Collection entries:
::::

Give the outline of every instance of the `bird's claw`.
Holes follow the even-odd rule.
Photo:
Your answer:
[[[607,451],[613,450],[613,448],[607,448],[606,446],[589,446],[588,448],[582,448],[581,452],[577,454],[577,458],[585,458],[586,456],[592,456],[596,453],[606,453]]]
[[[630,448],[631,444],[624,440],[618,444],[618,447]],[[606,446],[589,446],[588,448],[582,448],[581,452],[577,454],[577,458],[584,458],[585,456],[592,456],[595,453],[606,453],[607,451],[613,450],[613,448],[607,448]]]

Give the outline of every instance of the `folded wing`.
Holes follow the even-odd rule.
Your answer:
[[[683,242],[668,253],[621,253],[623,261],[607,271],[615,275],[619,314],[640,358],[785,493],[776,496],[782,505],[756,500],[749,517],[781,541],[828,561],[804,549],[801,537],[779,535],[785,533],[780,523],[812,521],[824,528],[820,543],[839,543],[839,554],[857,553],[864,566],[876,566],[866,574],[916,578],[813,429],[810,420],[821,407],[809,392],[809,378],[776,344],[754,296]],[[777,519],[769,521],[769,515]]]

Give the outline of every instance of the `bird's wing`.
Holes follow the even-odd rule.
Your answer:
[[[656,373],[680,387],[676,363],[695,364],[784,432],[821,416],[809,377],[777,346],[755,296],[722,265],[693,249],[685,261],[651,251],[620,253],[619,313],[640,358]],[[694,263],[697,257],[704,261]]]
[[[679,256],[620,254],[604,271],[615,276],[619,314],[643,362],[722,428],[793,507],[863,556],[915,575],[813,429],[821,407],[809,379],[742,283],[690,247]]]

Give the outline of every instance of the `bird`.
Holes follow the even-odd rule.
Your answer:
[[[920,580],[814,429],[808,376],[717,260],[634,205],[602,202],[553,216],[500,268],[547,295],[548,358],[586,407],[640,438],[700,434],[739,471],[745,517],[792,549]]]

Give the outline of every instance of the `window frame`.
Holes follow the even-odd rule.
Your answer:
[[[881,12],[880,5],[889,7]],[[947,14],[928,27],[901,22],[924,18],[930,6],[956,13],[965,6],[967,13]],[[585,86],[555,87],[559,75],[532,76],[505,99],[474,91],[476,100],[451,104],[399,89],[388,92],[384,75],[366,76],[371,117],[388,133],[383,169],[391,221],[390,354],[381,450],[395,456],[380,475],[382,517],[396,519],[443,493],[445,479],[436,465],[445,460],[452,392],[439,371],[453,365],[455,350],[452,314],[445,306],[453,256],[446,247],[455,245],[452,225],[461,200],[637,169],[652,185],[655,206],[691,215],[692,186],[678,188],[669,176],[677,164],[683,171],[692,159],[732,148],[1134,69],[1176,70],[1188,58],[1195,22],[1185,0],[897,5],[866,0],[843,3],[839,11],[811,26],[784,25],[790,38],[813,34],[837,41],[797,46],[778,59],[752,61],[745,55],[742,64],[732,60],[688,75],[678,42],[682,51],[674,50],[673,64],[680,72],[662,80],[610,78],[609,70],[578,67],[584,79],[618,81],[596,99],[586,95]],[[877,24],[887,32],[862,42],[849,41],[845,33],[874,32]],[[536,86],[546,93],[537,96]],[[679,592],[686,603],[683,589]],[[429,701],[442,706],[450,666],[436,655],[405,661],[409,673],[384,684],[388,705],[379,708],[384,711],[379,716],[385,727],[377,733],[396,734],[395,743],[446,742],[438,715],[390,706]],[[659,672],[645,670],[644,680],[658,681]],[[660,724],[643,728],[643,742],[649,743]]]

::::

Assignment:
Above are some records; repeat all of them exactly.

Answer for the task:
Give the outline of every instance of the `bird's claw`.
Holes follow the even-odd rule.
Photo:
Your answer:
[[[607,451],[613,450],[613,448],[607,448],[606,446],[589,446],[588,448],[582,448],[581,452],[577,454],[577,458],[585,458],[586,456],[592,456],[596,453],[606,453]]]
[[[630,448],[631,444],[624,440],[618,444],[618,447]],[[606,446],[589,446],[588,448],[582,448],[581,452],[577,454],[577,458],[584,458],[585,456],[592,456],[595,453],[606,453],[607,451],[613,450],[613,448],[607,448]]]

Give the outline of every instance of the `folded wing`.
Holes follow the even-odd rule.
Your answer:
[[[683,242],[668,253],[621,253],[623,261],[607,271],[615,275],[619,314],[640,358],[785,493],[776,496],[782,505],[756,500],[749,517],[781,541],[828,561],[804,549],[801,537],[779,535],[785,533],[780,523],[812,521],[824,528],[820,543],[839,543],[839,554],[857,553],[864,566],[876,566],[866,574],[916,578],[813,429],[810,420],[821,407],[809,392],[809,378],[776,344],[754,296]],[[777,519],[769,521],[769,515]]]

Give the outline of every instance of the `bird's wing`.
Holes follow the even-odd rule.
Your answer:
[[[656,373],[680,387],[676,363],[695,364],[784,432],[821,416],[809,377],[777,346],[755,296],[722,265],[693,249],[685,261],[651,251],[620,253],[619,313],[640,358]],[[694,263],[697,257],[704,261]]]
[[[679,256],[620,254],[604,271],[615,276],[619,314],[643,362],[722,428],[793,507],[863,556],[915,575],[813,429],[821,407],[809,379],[742,283],[690,247]]]

Give the outline of every instance of the `bird`.
Holes follow the even-odd rule.
Your answer:
[[[920,580],[814,429],[808,376],[717,260],[634,205],[602,202],[553,216],[500,268],[547,295],[548,358],[586,407],[640,438],[700,434],[739,471],[745,517],[792,549]]]

Give the outline of every instance of the `window frame`.
Holes follow the even-odd rule.
Your answer:
[[[881,12],[880,5],[889,7]],[[947,14],[928,27],[901,22],[924,18],[930,6],[956,13],[965,6],[967,13]],[[585,86],[555,87],[559,75],[532,76],[505,99],[474,91],[476,100],[451,104],[399,89],[388,92],[384,75],[366,76],[371,117],[388,133],[383,169],[391,221],[390,354],[381,450],[395,456],[380,475],[382,517],[396,519],[443,493],[445,479],[436,465],[445,460],[452,392],[439,371],[453,365],[455,350],[452,314],[445,306],[453,256],[446,247],[455,245],[452,225],[461,200],[637,169],[652,185],[655,206],[691,215],[692,186],[678,188],[669,176],[677,164],[683,171],[692,159],[732,148],[1134,69],[1176,70],[1188,58],[1195,22],[1185,0],[897,5],[866,0],[843,3],[839,11],[811,26],[784,25],[790,38],[813,34],[837,41],[797,46],[778,59],[752,61],[745,55],[742,64],[732,60],[688,75],[678,42],[682,51],[674,50],[673,64],[680,72],[662,80],[610,78],[609,70],[578,67],[584,79],[618,81],[596,99],[586,95]],[[877,24],[887,32],[862,42],[849,41],[845,33],[874,32]],[[536,86],[546,93],[537,96]],[[679,592],[686,603],[683,589]],[[429,701],[442,706],[450,666],[436,655],[405,661],[409,673],[384,684],[388,705],[379,708],[384,711],[379,716],[385,727],[377,733],[396,734],[395,743],[446,742],[438,715],[390,706]],[[659,672],[645,670],[644,680],[658,681]],[[660,724],[643,728],[643,742],[649,743]]]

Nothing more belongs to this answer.